→ STATED PROBLEM
Show every line from the items below that contains the word "white", copied in full.
——
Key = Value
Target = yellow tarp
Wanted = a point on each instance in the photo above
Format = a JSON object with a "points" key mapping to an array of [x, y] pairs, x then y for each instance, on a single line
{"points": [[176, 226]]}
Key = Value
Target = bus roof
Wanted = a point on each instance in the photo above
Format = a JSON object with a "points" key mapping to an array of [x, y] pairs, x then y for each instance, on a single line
——
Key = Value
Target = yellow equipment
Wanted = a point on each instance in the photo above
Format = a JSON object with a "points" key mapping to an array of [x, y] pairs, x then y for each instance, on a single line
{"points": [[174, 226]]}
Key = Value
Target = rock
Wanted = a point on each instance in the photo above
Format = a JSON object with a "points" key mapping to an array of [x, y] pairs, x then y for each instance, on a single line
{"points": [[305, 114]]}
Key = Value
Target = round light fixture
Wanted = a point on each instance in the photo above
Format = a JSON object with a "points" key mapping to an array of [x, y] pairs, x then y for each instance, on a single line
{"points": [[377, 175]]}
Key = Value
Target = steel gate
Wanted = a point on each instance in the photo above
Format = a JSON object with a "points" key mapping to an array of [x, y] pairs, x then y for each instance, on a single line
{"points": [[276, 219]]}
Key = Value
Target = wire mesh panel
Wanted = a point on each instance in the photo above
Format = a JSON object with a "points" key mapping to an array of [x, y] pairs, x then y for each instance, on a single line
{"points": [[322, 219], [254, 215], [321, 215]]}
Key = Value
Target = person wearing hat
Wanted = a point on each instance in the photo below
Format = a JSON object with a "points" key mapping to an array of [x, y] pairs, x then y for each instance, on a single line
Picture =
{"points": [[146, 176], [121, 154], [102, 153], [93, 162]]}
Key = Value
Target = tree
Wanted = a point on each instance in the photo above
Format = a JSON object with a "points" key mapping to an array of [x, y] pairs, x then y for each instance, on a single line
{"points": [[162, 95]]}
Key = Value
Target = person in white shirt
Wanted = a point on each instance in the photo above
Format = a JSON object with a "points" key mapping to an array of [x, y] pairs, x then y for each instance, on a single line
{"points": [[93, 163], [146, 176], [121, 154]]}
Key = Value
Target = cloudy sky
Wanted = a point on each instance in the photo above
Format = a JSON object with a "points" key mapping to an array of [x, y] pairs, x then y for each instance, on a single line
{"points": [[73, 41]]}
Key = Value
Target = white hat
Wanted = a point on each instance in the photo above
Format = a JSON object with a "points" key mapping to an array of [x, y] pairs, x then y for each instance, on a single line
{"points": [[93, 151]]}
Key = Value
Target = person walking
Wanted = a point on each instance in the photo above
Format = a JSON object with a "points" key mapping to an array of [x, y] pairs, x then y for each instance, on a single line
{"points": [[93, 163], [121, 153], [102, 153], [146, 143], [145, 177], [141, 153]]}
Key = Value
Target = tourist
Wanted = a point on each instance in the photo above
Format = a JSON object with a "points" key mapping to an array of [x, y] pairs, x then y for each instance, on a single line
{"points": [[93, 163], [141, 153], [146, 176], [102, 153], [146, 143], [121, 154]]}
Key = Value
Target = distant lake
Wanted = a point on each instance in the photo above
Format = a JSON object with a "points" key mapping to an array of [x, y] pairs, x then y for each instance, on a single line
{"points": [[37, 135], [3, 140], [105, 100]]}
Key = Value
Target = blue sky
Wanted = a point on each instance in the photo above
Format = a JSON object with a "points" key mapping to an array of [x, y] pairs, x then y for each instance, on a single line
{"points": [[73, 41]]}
——
→ RESPONSE TO THIS TASK
Target = person in white shirt
Target = white hat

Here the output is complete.